Source:
════════════════

State Dept. expands tour of its home Sights: Tourists can see diplomatic reception rooms, a 'bugged' brick and more.

February 23, 1997|By NEW YORK TIMES NEWS SERVICE

With all the monuments, museums and official buildings to see in Washington, the State Department has rarely rated as a tourist destination.

Even the tours of its diplomatic reception rooms -- architectural, decorative and artistic gems in an otherwise drab behemoth of a building -- are lesser known.

The department hopes to change that and, perhaps, burnish its image along the way.

The building is in Foggy Bottom only a block north of the Mall, near the Lincoln Memorial.

The expanded tour still begins with the rarefied reception rooms on the eighth floor, but now adds stops on the first floor, including the main lobby, dominated by the flags of the 180 nations with which the United States has diplomatic relations. From there it is possible to see the Expanding Universe Fountain, a colossal bronze sculpture by Marshall M. Fredericks that stands, newly refurbished, in one of two inner courtyards.

════════════════

Entries:
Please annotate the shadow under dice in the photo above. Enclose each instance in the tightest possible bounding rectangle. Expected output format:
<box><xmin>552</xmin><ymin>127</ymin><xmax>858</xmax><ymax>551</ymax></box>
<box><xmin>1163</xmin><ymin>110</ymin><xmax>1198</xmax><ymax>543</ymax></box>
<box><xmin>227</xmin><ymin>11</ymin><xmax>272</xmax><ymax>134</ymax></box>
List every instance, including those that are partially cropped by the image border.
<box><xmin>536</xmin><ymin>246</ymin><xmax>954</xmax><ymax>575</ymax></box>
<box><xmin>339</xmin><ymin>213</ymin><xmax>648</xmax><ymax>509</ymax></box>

════════════════

Given request 1:
Restate the passage of the State Department article starting at "February 23, 1997|By" and ending at "along the way.", swapping "State Department" for "Department of State".
Given request 2:
List the named places that the State Department article uses to describe where the building stands.
The records are separate material from the article.

Final answer 1:
February 23, 1997|By NEW YORK TIMES NEWS SERVICE

With all the monuments, museums and official buildings to see in Washington, the Department of State has rarely rated as a tourist destination.

Even the tours of its diplomatic reception rooms -- architectural, decorative and artistic gems in an otherwise drab behemoth of a building -- are lesser known.

The department hopes to change that and, perhaps, burnish its image along the way.

Final answer 2:
Foggy Bottom, the Mall, the Lincoln Memorial